-- WORK INSTRUCTION --
Starting at the first line of the data, please print exactly those lines through the one that holds "# test: identify one keypoint per instance of the pink petal", omitting every picture.

-- ENTRIES SHOWN --
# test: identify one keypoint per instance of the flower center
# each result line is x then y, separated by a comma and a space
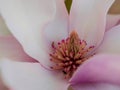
69, 54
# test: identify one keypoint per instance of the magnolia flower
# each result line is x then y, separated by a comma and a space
87, 52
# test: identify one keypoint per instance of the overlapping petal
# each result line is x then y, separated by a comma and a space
3, 28
111, 42
10, 48
89, 19
112, 20
95, 86
27, 20
102, 68
30, 76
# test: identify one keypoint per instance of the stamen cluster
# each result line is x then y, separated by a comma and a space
69, 54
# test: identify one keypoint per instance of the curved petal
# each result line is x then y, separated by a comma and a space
95, 86
111, 42
27, 20
3, 28
57, 29
10, 48
30, 76
88, 18
112, 20
102, 68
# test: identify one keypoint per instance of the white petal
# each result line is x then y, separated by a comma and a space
112, 20
30, 76
111, 42
57, 29
10, 48
96, 86
88, 18
3, 28
27, 20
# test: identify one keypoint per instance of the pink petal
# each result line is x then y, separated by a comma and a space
88, 18
112, 20
95, 86
30, 76
10, 48
111, 42
27, 20
102, 68
3, 28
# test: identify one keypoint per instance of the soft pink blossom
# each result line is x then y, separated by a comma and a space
36, 23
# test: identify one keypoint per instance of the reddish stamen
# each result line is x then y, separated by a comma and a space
69, 54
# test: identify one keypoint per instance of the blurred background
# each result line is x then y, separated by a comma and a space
115, 9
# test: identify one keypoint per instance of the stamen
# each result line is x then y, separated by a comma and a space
69, 54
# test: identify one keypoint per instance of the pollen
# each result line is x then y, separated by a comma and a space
69, 54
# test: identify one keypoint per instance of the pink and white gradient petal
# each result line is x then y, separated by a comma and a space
89, 19
112, 20
10, 48
30, 76
3, 28
95, 86
111, 42
27, 23
102, 68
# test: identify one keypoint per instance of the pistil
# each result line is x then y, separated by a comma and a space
69, 54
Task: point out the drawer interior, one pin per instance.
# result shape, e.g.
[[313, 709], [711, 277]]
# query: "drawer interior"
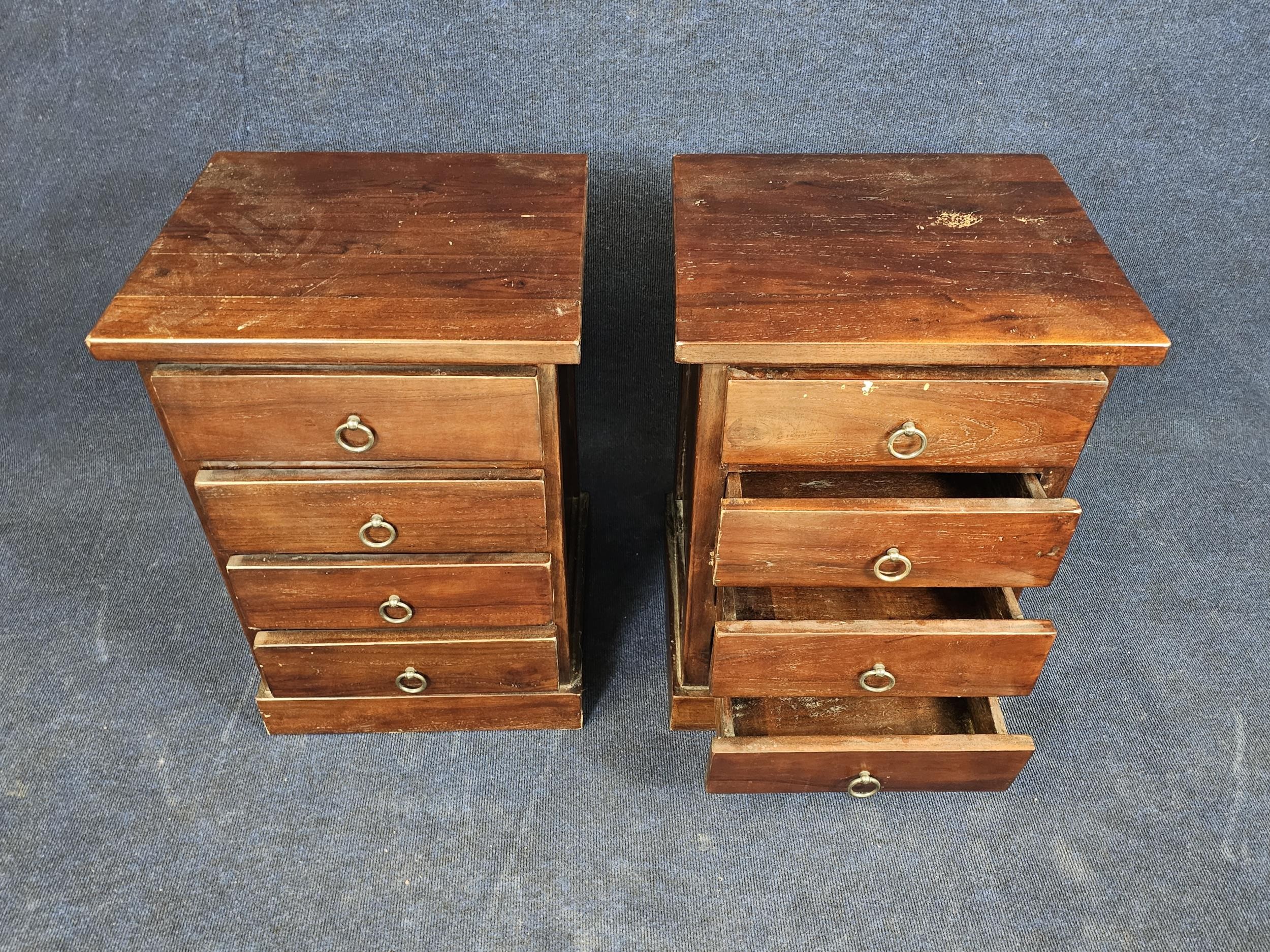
[[849, 605], [902, 484], [856, 716]]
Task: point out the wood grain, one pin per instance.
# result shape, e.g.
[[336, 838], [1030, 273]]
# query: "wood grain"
[[837, 422], [322, 511], [958, 658], [901, 763], [366, 663], [453, 712], [896, 259], [808, 745], [356, 258], [346, 592], [999, 542], [707, 405], [244, 415], [690, 706]]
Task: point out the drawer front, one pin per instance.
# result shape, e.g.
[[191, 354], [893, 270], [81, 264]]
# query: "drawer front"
[[900, 763], [966, 423], [366, 664], [441, 712], [278, 417], [967, 542], [350, 592], [321, 512], [808, 745], [945, 658]]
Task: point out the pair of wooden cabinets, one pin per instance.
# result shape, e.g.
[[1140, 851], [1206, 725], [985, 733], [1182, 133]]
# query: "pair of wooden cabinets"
[[362, 365]]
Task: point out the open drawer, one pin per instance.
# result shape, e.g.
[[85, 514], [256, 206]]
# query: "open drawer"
[[863, 745], [891, 530], [901, 643]]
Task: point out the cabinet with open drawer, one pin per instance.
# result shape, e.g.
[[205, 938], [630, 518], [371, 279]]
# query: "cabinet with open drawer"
[[436, 662], [928, 418], [863, 643], [863, 745], [891, 529]]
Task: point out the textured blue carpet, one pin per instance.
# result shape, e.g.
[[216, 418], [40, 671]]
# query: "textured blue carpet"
[[145, 808]]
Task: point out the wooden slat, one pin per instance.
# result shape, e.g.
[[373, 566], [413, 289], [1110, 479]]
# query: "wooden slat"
[[293, 415], [322, 511], [454, 712], [967, 423], [364, 663], [901, 763], [944, 658], [346, 592], [999, 542]]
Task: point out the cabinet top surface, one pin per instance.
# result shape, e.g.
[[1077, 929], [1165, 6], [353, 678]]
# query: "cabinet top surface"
[[357, 257], [898, 259]]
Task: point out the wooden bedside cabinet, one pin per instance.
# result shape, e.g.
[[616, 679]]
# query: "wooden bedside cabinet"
[[892, 365], [362, 365]]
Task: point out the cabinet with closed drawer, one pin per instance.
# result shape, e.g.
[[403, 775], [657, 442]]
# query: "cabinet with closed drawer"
[[387, 473], [882, 404]]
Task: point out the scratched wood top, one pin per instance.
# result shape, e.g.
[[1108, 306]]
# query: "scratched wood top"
[[352, 258], [897, 259]]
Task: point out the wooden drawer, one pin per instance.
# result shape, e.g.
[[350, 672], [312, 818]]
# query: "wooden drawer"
[[369, 663], [347, 592], [560, 710], [821, 643], [331, 511], [812, 745], [835, 529], [1005, 419], [278, 415]]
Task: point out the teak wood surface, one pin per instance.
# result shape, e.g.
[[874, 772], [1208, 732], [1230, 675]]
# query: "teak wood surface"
[[807, 745], [896, 259], [322, 511], [362, 258], [968, 423], [244, 415], [364, 663], [928, 658], [558, 710], [346, 592], [973, 542]]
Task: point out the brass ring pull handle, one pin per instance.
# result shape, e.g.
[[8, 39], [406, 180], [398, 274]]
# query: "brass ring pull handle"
[[908, 430], [892, 555], [412, 682], [878, 673], [395, 605], [355, 423], [864, 785], [377, 522]]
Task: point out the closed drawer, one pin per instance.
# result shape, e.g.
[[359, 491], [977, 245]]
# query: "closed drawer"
[[357, 592], [837, 529], [371, 664], [1007, 420], [818, 745], [333, 511], [278, 415], [864, 643]]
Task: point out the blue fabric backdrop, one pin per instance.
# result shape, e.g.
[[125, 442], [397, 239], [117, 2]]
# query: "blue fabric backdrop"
[[143, 805]]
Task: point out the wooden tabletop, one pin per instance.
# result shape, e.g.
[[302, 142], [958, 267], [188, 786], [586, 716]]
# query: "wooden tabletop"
[[355, 258], [897, 259]]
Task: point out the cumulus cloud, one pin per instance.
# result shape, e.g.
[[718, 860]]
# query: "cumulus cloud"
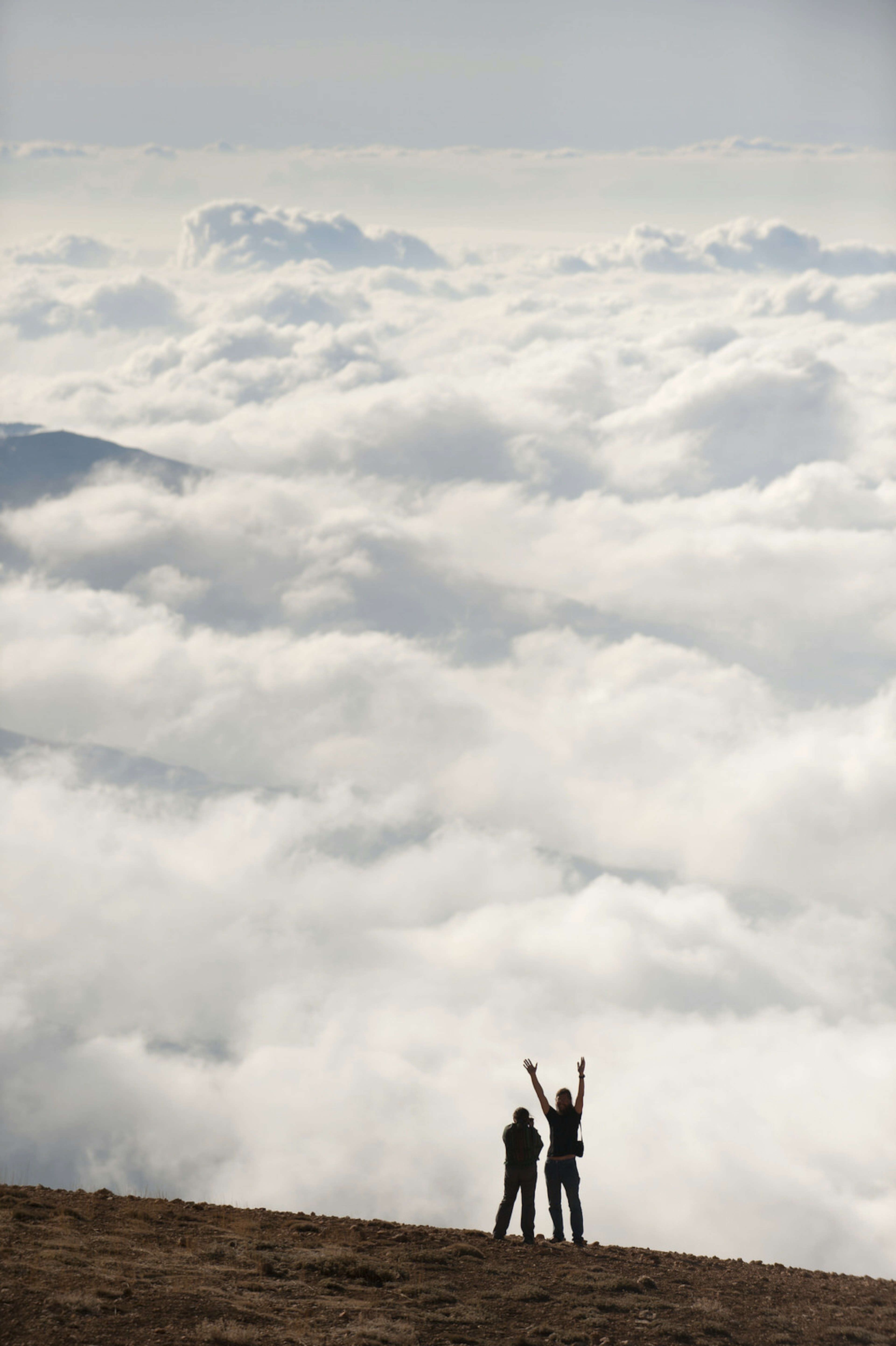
[[739, 245], [65, 251], [517, 678], [132, 303], [231, 235]]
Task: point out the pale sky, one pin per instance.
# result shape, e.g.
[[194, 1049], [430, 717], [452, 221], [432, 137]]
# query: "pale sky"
[[590, 73], [511, 665]]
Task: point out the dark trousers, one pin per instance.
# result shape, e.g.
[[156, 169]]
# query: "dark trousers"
[[518, 1178], [563, 1176]]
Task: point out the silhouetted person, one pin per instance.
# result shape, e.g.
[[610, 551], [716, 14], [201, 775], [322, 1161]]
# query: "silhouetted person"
[[562, 1171], [523, 1146]]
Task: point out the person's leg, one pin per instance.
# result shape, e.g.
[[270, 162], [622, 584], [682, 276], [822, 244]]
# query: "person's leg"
[[528, 1184], [570, 1178], [552, 1180], [505, 1211]]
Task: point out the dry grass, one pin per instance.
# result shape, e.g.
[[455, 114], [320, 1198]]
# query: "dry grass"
[[128, 1273], [224, 1333]]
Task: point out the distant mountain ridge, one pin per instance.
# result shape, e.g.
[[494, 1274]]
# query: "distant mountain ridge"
[[37, 464]]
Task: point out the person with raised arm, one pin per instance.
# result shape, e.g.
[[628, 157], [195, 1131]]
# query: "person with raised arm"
[[562, 1170]]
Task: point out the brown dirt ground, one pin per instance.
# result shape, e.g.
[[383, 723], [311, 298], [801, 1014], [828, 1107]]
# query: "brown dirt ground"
[[100, 1270]]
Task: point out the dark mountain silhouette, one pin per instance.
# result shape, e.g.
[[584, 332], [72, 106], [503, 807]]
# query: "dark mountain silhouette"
[[40, 464]]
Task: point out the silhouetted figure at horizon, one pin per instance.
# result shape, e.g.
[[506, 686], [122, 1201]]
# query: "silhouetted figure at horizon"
[[523, 1146], [562, 1170]]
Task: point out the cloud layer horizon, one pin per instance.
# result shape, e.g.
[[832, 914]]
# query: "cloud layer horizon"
[[511, 672]]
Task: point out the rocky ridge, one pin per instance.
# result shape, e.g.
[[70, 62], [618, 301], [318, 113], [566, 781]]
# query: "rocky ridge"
[[98, 1270]]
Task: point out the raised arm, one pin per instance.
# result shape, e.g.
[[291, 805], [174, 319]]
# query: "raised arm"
[[533, 1076]]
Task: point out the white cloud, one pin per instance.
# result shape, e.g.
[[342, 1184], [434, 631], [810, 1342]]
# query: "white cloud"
[[135, 303], [741, 245], [518, 682], [231, 235], [65, 251]]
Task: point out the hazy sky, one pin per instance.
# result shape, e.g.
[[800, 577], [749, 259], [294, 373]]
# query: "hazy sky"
[[512, 671], [590, 73]]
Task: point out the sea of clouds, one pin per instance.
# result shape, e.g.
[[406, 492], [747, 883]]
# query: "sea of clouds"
[[513, 674]]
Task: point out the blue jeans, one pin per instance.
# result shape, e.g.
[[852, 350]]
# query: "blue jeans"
[[563, 1174]]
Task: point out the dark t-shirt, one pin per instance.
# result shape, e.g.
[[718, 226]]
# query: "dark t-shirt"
[[523, 1143], [564, 1129]]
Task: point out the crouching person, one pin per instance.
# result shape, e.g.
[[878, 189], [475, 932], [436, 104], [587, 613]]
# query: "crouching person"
[[523, 1146]]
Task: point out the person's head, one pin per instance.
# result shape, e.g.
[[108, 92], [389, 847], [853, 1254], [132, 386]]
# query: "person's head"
[[563, 1099]]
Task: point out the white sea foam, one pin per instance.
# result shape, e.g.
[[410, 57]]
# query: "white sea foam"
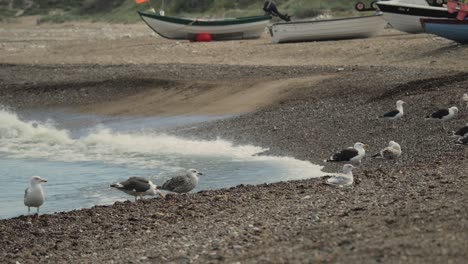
[[39, 140]]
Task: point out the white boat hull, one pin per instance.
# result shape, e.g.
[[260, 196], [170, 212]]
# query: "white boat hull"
[[222, 32], [333, 29], [406, 17]]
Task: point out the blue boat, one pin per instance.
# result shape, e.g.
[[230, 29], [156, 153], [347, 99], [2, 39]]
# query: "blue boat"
[[452, 29]]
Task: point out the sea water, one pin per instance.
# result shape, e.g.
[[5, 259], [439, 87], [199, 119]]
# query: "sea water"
[[81, 155]]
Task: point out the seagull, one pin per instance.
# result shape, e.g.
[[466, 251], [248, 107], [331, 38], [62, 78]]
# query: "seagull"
[[138, 187], [344, 179], [465, 100], [460, 132], [34, 195], [393, 151], [351, 155], [443, 115], [182, 184], [395, 114]]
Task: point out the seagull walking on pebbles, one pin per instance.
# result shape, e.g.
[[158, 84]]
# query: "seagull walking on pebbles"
[[184, 183], [465, 100], [138, 187], [393, 151], [443, 115], [395, 114], [351, 155], [34, 194], [344, 179]]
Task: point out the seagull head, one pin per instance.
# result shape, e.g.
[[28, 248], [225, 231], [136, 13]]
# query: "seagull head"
[[360, 145], [347, 168], [37, 180], [194, 172]]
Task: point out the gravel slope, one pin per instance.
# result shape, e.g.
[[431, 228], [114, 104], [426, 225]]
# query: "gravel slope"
[[413, 211]]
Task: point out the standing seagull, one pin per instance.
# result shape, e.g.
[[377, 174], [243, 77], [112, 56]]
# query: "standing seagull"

-- COMPLETED EXERCISE --
# test: identify one keypoint per instance of the flower center
# each result line is x then y, separated by a comma and a space
69, 54
# test: identify one keypoint per instance of the magnolia flower
# each result line is x then y, separated by a comma and a space
87, 52
# test: identify one keypoint per instance of the overlapping petal
# each result line is x then y, separated by a comma and a space
3, 28
111, 42
10, 48
89, 19
112, 20
95, 86
27, 20
102, 68
30, 76
# test: identify one keypoint per instance of the stamen cluster
# each result line is x then y, separated by a comma and a space
69, 54
# test: identify one keypoint per instance of the curved petal
# each result line is x then y, separated by a comma and a space
95, 86
111, 42
27, 20
3, 28
57, 29
10, 48
30, 76
88, 18
112, 20
102, 68
# test: identify one keypoint per instance of the white petal
# each result line is x then y, separated by a comma and a space
112, 20
30, 76
111, 42
57, 29
10, 48
96, 86
88, 18
3, 28
27, 20
# test: identify one keypoint per instance of the pink petal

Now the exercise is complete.